Text
Segment Open
Morning Light - Wine & Spirits Magazine

Morning Light

Photo: Nico Shinco

Back in the 1970S, Woody Allen predicted a world of self-driving cars and orgasmatrons in his futuristic comedy, Sleeper. So far, we’re closing in on the self-driving cars. As for a machine that triggers a dopamine explosion in our brains, we’re not there yet (unless, perhaps, you count social media likes). These days, when I get emailed about a new Silicon Valley startup guaranteeing to hook me up with the perfect bottle of wine, I’ve taken to deleting it.

Yes, we spent the better part of a decade doing our due diligence, researching whether we should participate in such a scheme, or develop our own algorithm. Long ago, we determined it was a fool’s errand. When we considered what we treasure in wine, we realized what we get out of it has a lot to do with what we put into it. The pleasure can’t be separated from how we’ve trained our senses and our brain to process the information in what we taste. A lot of that pleasure comes from recognition—it’s why people take wine appreciation classes. An algorithm might be useful for people who don’t know much about wine; someone with more depth of knowledge, or simply more interest, would be unlikely to give up agency to a machine. We get a lot of pleasure in sharing wine, whether at our tasting panels, when we share our reactions to a wine, or in restaurants, when we share ideas with the person at the helm of the wine list, often finding wines we’ve never tasted before, and sharing a pretty satisfying dopamine rush from the process.

So, I was saddened to read Eric Asimov’s recent article in The New York Times, “The Twilight of the American Sommelier,” and particularly discouraged to read the comments. Sure, many restaurants are struggling to keep their teams together, and few can afford a dedicated sommelier in these post-pandemic times. But whatever they call themselves, we found plenty of brilliant wine buyers to interview for this Restaurant issue—100, in fact—all of whom I would be excited to meet at their restaurant table to chat about planning the meal ahead.
Segment Closed
Recorded information
Segment Open
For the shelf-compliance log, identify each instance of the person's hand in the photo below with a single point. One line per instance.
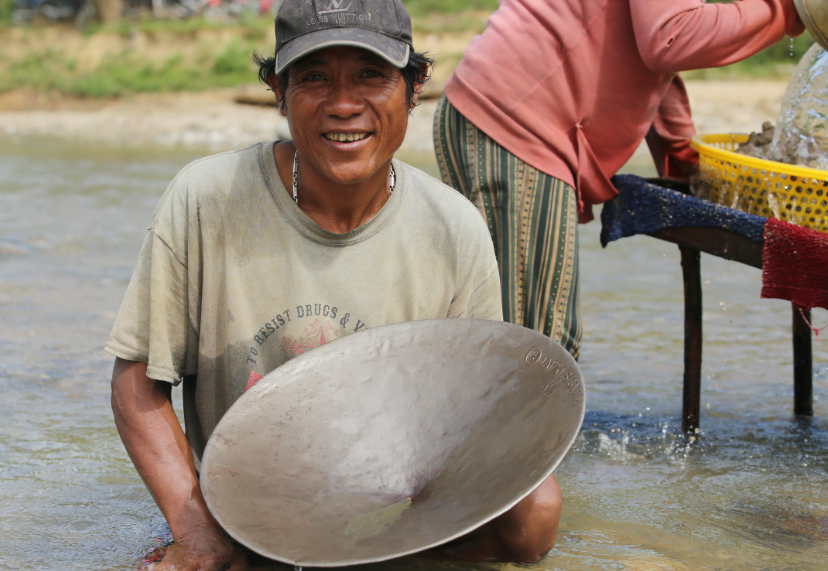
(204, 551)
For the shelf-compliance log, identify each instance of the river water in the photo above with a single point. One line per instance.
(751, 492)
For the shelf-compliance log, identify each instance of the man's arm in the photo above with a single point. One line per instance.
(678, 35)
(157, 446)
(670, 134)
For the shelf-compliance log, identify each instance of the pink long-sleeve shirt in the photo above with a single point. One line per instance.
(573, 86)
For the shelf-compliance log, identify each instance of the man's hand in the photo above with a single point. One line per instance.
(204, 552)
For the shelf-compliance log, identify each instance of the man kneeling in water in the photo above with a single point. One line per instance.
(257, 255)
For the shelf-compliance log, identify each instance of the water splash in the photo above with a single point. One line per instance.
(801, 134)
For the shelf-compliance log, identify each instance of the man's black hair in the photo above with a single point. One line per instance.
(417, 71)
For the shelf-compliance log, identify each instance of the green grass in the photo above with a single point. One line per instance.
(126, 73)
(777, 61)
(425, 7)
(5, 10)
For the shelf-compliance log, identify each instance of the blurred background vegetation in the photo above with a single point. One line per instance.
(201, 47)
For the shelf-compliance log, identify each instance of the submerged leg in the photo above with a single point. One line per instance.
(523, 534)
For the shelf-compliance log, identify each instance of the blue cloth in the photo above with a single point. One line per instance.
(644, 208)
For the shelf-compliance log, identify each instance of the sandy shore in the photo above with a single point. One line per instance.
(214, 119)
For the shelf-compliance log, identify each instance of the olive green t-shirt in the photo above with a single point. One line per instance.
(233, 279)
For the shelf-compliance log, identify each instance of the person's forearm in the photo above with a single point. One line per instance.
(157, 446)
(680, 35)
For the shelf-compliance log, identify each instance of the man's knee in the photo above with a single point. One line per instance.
Segment Closed
What is being asked
Extend the magazine editorial about wine, algorithms and restaurant sommeliers, starting right after its last sentence.

Task result
This old-school editor still cannot understand the vitriol commenters allow themselves online. Why is there so much anger directed toward restaurant wine buyers? Personally, I am pleased to know many of them, and not only appreciate the value they bring to my dining in their restaurants, but look forward to talking with them when I do. Perhaps people think it frivolous to care so much about what we ingest. Most of the sommeliers I know do care, enough that it gives them joy when they see their guests appreciating their selections. For my part, the joy I experience when sharing great wine has no corollary in a digital world.

For this issue, we asked Jordan Mackay to start a project following young sommeliers as they develop their new careers, post-pandemic, in restaurants. And we set out to speak personally with wine directors at the most creative dining rooms across the country. We wanted to know how they got there, what wines they themselves love, and what wines their guests are requesting. It’s a new approach to our restaurant coverage, and we’re excited with the results—an overview of what you can expect, and hope to find, when dining out in 2024.

Joshua Greene is the editor and publisher of Wine & Spirits magazine.

This story appears in the print issue of Spring 2024.